Let us say that humans are very unpredictable in this respect. That across all i, the average correlation between p_{r,i} and P_r is quite low.
I believe this is true. Humans seem to differ quite a lot on this question. If the distribution of predispositions is even a binomial distribution, it’s probably a messy, multimodal one.
But greater variance in individual probabilities will in fact only reduce outcome variance (Hoeffding 1956). With m = 8 billion, the outcome variance will be extremely low in any case, but the fact that humans are very diverse only decreases the outcome variance.
□ □ □ □
▸ OBJECTIVES
• a. In order of first appearance, list the four mathematical symbols written in the passage on human predispositions and outcome variance. Count each written form once.
• b. Using the passage on human predispositions and outcome variance, decide whether each statement agrees with it: (i) The writer thinks humans differ a lot on this question. (ii) Greater variance in individual probabilities raises outcome variance. (iii) The value given for m is 8 million. Answer yes or no for each and quote the deciding words.
• c. Write the next part of the passage on human predispositions and outcome variance, starting after its final sentence.
□ □ □ □
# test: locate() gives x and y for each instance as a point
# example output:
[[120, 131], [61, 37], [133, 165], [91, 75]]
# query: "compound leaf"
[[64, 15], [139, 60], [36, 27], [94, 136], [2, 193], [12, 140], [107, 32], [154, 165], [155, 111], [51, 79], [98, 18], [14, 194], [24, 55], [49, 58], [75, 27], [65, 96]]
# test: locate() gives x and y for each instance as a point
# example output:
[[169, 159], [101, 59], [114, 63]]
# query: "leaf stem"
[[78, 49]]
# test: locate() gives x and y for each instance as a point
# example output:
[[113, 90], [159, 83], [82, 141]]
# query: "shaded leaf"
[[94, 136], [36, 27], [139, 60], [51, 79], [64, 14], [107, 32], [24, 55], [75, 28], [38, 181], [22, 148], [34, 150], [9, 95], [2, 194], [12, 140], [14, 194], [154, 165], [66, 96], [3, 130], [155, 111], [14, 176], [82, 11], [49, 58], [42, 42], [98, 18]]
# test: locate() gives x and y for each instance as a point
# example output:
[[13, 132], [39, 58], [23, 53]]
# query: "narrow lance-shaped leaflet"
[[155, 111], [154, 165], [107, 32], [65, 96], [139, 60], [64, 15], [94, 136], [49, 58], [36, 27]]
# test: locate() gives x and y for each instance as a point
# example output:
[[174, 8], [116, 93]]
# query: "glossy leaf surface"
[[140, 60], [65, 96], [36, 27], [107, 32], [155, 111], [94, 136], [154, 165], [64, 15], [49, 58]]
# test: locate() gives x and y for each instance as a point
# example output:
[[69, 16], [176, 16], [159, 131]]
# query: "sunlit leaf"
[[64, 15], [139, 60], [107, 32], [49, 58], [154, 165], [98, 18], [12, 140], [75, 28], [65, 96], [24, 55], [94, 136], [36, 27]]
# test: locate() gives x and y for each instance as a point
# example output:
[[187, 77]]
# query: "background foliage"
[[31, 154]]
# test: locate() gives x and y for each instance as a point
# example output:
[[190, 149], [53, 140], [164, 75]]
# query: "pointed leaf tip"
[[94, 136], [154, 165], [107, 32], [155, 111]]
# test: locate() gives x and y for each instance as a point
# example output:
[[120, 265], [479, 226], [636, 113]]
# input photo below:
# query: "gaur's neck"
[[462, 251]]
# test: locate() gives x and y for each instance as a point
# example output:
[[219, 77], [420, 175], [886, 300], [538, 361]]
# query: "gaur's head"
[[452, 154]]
□ □ □ □
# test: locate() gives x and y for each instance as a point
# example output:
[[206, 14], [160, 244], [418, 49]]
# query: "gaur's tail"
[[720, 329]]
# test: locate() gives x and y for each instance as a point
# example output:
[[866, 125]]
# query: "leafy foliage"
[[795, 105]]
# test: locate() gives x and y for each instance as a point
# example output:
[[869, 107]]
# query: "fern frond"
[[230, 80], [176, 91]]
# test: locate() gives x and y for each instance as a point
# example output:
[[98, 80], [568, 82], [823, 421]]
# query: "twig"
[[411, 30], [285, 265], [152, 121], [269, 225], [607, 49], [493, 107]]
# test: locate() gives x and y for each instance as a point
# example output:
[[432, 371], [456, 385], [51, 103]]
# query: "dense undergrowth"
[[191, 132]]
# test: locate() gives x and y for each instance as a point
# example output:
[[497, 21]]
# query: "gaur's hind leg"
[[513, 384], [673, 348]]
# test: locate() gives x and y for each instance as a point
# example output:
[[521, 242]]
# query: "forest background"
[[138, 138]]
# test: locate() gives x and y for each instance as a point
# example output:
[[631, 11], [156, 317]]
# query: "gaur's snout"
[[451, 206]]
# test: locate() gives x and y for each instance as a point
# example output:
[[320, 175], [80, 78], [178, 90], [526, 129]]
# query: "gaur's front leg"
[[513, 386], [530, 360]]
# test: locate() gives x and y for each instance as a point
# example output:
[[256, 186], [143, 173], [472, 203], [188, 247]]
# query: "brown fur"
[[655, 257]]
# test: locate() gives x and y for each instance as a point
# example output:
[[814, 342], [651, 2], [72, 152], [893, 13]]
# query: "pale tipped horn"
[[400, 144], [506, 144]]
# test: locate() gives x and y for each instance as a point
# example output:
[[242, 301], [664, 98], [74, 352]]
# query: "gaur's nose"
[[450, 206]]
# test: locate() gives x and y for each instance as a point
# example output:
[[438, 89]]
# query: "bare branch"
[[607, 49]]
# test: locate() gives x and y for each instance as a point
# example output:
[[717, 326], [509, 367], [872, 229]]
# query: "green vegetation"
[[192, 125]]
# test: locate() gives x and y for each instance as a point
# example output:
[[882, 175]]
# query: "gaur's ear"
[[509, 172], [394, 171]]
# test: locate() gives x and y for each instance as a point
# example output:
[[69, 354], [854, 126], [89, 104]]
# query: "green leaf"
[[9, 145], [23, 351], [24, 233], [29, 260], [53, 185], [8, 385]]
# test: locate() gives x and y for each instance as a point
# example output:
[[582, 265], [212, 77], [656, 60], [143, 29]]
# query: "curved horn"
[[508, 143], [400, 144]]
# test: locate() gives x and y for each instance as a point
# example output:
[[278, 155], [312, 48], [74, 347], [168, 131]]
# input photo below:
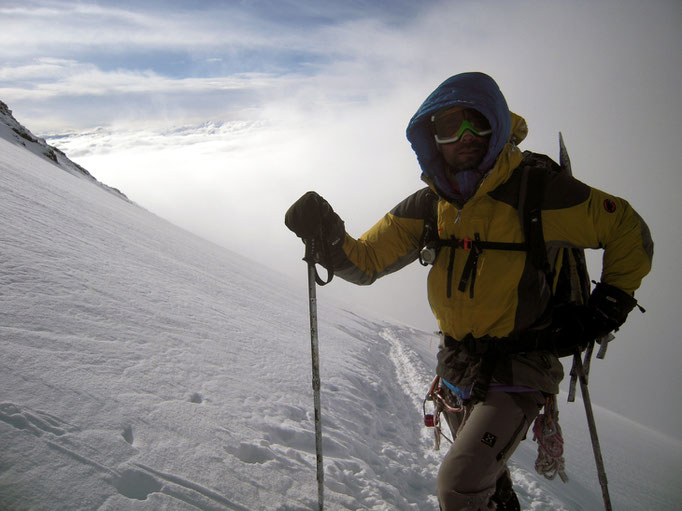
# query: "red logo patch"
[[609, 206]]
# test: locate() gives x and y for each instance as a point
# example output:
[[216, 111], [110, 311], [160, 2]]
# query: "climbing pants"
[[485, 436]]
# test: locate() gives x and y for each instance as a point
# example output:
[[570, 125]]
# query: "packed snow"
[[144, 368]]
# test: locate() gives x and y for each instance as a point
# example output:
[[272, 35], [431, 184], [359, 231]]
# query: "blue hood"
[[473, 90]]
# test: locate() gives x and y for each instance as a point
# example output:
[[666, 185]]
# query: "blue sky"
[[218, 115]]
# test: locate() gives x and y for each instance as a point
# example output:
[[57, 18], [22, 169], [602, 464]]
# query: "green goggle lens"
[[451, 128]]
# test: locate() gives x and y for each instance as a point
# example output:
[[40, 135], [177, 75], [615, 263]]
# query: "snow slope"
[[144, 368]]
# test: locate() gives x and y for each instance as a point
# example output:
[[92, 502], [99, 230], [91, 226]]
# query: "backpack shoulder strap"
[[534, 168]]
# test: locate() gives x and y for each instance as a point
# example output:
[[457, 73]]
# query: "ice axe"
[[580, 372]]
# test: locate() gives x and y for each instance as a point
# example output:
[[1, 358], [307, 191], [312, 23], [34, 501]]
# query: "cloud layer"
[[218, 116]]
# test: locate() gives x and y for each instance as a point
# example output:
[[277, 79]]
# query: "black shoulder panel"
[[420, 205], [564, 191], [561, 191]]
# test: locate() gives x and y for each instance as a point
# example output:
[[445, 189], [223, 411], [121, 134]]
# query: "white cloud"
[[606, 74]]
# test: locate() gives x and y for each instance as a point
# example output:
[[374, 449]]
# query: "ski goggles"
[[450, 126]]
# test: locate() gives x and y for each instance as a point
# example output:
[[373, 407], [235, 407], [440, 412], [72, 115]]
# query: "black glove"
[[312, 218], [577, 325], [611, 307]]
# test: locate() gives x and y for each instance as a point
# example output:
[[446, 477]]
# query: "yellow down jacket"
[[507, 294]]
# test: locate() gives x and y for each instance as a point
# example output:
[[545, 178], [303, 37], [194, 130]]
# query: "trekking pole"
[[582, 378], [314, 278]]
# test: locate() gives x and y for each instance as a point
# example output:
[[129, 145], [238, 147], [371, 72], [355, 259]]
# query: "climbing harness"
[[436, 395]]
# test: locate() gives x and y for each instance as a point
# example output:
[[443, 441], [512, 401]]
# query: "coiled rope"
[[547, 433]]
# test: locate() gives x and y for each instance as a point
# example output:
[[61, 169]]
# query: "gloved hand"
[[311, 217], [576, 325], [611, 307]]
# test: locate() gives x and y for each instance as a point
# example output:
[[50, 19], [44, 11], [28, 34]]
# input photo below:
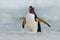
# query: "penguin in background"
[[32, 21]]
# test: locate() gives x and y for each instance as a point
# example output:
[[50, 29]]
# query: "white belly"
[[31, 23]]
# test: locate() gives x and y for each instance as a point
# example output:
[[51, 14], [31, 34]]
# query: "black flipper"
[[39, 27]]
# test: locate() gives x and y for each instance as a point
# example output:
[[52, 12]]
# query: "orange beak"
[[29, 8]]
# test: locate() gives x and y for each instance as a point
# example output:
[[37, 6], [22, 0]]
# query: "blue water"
□ □ □ □
▸ OUTPUTS FOR THE TASKS
• a. i, p_{r,i}, P_r, m

• b.
(i) Yes: "Humans seem to differ quite a lot on this question."
(ii) No: "But greater variance in individual probabilities will in fact only reduce outcome variance (Hoeffding 1956)."
(iii) No: "With m = 8 billion"

• c.
What does that entail? Well, let’s say P_r = 0.51. If we pick the worst-case scenario for predictability, we make the highly unrealistic assumption that \forall i(p_{r,i} = 0.51), which maximizes the outcome variance. We can then quantify the variance as this:
\begin{align} \frac{P_r(1-P_r)}{8 \ 000 \ 000 \ 000} &= \frac{0.51\cdot 0.49}{8 \ 000 \ 000 \ 000} \\[2ex] &= \frac{0.2499}{8 \ 000 \ 000 \ 000} \\[2ex] &= 0.0000000000312375 \end{align}
In general, we have that R_{\text{final}} \simeq P_r. The probability that all bluers die as a function of P_r could be written as:
P(\text{bluers die}) \approx \Phi \!\left(\sqrt{\tfrac{m}{P_r(1-P_r)}}(P_r - 0.5)\right)
This can be approximated to a far simpler piecewise equation:
P(\text{bluers die}) = \begin{cases} \text{round}(P_r) & P_r \ne 0.5 \\[2ex] 0.5 & P_r = 0.5 \end{cases}
There’s a tiny transition window for P_r-values around 0.5 where P(\text{bluers die}) has some interesting behavior, but this window is so nanoscopically tiny we can just ignore it (unless someone proves that P_r is extremely close to 0.5).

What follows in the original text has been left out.